═══ Text passage

Maps and statistics: Exploratory spatial data analysis
Chapter 2: What Crime Maps Do and How They Do It

Some statistical methods have been mentioned in the preceding discussion, and consideration of statistical concepts is unavoidable when considering how best to visualize numerical data. As noted earlier, because we can lie with statistics, we can also lie with statistical maps. Indeed, maps have been used throughout history as propaganda tools (Campbell, 1993, pp. 229-235), so potentially we can have honest error as well as pure cartographic deceit. Perhaps the greatest danger in the mapmaking process is that people tend to believe the information in maps (what MacEachren, 1995, p. 337) called the connotation of veracity), and they also believe that maps are unbiased (the connotation of integrity).

But mapmakers, like other elements of society, are culturally conditioned, selectively including and excluding data according to the values of the responsible parties. Given that maps can harbor many possible errors and biases, both intentional and accidental, it is incumbent on the crime analyst to be aware of possible sources of error and to work to avoid them. Nowhere is there more scope for distortion and misinterpretation than in the preparation of maps based on numerical data. This is due to the potential complexity of the information and the infinite set of display permutations, whether in raw form or as some derivative measure such as a rate or percentage.

Mapmakers can gain a preliminary understanding of what the numbers mean through the process of exploratory spatial data analysis. It is quite helpful to understand what the distribution of a set of numbers looks like when expressed graphically. Is this a normal (bell-shaped) distribution with most observations clustering around the mean, or average, and a few very low and a few very high values? Is it a skewed distribution with extreme values to the right (high values) or the left (low values)?

In the unlikely event of a normal, symmetrical, bell-shaped distribution, maps created by all of the classing methods look similar. Almost always, however, real-world data are somewhat skewed, and different classing methods produce maps that look different and convey different visual impressions to readers.

Consider in some detail what will happen when different methods are applied to a data set that has a strong positive skew (figures 2.16 and 2.17).

Figure 2.16

Figure 2.17

A Note on Skewness

A normal distribution is the familiar bell-shaped curve that is seldom seen in crime data. Most crime data are positively skewed, meaning there is a long right "tail" representing a few high values. Hot spots (high crime areas are geographic expressions of skewness, which presents difficulties in mapping numerical data. See the box, How Much Exploration? and figures 2.15 and 2.16.

Let's review each histogram (or frequency curve) and map in figures 2.15 and 2.16, method by method.

  • Equal count. On the histogram, the right tail (highest values of the distribution) is prominent because there are few extremely high values. Thus, the program has to seek the lower rank-ordered data values (farther to the left on the histogram) to come up with the 13 observations for the class. (Note that the number of observations per class is uneven, ranging from 13 to 17.) The resulting map tends to visually exaggerate the seriousness of the problem because color saturates more map areas.

Best Choice?

Generally, natural breaks or equal intervals will be the best methods for creating area-type maps in crime analysis.

  • Equal range. Because the distribution is right-skewed, equal range will tend to favor lower data values. The two lowest classes have 23 and 26 members, respectively, while the higher classes have 7 and 3. The map contrasts with the equal count version, now visually minimizing the problem.

══════
═══ Items

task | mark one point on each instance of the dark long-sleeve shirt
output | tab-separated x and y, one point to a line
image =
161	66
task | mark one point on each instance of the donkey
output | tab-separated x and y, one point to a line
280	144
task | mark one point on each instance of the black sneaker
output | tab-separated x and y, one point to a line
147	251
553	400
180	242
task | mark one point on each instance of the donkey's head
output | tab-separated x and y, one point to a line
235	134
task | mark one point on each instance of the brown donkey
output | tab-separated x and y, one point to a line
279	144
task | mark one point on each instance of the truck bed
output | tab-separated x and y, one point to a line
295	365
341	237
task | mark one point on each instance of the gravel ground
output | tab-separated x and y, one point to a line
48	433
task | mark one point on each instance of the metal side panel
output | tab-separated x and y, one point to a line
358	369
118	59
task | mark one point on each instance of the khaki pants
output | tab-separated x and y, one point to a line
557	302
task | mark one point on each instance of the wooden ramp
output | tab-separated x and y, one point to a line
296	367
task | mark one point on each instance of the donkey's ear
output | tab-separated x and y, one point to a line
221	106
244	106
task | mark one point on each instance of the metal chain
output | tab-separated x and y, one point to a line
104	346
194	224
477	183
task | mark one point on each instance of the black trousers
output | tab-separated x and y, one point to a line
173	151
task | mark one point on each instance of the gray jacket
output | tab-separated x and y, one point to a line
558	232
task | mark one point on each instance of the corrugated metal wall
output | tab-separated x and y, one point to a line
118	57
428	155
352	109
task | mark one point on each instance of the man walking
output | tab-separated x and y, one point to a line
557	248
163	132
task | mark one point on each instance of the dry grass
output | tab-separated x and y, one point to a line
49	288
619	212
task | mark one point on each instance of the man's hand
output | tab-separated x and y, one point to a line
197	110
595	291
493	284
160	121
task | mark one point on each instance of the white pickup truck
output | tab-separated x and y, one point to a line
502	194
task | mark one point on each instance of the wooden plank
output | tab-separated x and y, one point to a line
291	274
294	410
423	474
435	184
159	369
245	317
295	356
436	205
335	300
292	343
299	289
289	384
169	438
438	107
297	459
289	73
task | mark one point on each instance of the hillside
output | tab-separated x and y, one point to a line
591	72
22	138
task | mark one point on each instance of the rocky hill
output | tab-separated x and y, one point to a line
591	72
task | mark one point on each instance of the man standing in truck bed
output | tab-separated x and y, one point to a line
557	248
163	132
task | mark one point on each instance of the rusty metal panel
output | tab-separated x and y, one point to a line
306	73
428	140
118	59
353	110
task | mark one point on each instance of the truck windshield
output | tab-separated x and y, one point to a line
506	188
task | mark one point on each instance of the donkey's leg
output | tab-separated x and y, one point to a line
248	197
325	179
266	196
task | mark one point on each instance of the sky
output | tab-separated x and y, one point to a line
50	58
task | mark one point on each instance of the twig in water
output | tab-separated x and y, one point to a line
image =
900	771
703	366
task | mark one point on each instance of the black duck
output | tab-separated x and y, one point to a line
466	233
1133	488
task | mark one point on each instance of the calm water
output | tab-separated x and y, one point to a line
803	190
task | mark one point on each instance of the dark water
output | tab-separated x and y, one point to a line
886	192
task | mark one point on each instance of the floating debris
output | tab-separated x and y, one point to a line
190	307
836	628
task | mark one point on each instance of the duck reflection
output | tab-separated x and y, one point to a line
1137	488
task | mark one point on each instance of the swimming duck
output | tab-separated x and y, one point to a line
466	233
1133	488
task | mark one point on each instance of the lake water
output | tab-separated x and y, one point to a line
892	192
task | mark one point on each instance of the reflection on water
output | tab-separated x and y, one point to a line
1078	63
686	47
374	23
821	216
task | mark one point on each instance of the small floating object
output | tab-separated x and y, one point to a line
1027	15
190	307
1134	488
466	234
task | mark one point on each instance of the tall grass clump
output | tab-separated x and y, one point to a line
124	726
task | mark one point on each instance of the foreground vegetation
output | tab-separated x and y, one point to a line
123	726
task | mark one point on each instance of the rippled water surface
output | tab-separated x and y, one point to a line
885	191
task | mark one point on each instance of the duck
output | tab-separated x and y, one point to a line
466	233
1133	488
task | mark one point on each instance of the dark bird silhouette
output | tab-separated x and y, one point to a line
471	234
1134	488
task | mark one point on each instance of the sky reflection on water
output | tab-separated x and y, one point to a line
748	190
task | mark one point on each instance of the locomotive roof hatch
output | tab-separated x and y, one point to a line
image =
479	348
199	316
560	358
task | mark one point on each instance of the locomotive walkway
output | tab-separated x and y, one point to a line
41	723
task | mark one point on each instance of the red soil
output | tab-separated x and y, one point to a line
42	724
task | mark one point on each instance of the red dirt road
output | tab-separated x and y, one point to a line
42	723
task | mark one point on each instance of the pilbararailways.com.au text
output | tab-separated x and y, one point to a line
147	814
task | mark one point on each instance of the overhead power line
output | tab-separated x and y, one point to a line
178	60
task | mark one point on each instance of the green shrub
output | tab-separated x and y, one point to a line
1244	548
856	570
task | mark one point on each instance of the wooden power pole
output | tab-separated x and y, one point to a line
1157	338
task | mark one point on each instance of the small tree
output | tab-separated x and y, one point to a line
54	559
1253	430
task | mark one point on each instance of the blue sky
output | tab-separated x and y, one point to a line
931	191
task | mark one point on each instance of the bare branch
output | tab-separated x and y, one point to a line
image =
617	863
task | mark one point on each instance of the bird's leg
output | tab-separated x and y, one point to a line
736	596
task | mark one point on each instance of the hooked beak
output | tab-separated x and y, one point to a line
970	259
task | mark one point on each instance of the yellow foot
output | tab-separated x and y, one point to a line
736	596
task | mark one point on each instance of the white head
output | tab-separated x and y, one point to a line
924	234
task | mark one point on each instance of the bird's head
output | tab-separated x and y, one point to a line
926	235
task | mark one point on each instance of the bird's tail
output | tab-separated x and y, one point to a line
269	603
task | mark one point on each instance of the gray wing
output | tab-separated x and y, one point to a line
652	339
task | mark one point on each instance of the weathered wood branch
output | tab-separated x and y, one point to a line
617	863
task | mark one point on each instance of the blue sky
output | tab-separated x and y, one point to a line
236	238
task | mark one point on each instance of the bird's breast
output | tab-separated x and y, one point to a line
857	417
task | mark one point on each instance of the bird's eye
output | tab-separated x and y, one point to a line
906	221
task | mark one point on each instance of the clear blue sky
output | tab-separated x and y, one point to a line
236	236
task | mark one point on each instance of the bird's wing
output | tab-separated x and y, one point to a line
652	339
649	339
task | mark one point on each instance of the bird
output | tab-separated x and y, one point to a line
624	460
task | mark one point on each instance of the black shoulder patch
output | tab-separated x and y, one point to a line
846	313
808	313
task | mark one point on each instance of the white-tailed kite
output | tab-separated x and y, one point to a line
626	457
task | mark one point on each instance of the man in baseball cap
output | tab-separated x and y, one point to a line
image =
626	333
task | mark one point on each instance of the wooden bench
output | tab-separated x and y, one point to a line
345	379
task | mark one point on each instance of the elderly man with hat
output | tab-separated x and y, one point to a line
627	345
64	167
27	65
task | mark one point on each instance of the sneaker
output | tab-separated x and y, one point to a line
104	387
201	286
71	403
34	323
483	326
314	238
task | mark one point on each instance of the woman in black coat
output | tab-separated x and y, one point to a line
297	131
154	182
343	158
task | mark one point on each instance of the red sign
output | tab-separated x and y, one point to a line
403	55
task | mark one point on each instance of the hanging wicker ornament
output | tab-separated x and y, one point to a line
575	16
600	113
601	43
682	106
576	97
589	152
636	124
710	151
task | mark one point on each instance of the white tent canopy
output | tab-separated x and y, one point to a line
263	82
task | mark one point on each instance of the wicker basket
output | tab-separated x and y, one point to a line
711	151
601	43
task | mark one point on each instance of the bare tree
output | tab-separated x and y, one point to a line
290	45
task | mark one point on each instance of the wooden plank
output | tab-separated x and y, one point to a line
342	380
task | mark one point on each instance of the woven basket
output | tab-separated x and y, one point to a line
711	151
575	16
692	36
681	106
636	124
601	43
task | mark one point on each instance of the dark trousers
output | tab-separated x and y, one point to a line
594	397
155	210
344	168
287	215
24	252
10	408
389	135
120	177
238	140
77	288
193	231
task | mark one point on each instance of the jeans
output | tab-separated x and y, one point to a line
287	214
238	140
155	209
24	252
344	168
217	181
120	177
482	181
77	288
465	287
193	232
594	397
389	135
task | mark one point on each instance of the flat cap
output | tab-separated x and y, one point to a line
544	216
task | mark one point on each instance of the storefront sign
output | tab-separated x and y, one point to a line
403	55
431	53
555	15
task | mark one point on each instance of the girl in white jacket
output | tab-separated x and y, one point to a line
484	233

══════

▶ _Description of the task_: Transcribe the passage of the text on crime mapping above the records, from "Consider in some" up to and including "2.15 and 2.16.".

▶ _Written solution_:
Consider in some detail what will happen when different methods are applied to a data set that has a strong positive skew (figures 2.16 and 2.17).

Figure 2.16

Figure 2.17

A Note on Skewness

A normal distribution is the familiar bell-shaped curve that is seldom seen in crime data. Most crime data are positively skewed, meaning there is a long right "tail" representing a few high values. Hot spots (high crime areas are geographic expressions of skewness, which presents difficulties in mapping numerical data. See the box, How Much Exploration? and figures 2.15 and 2.16.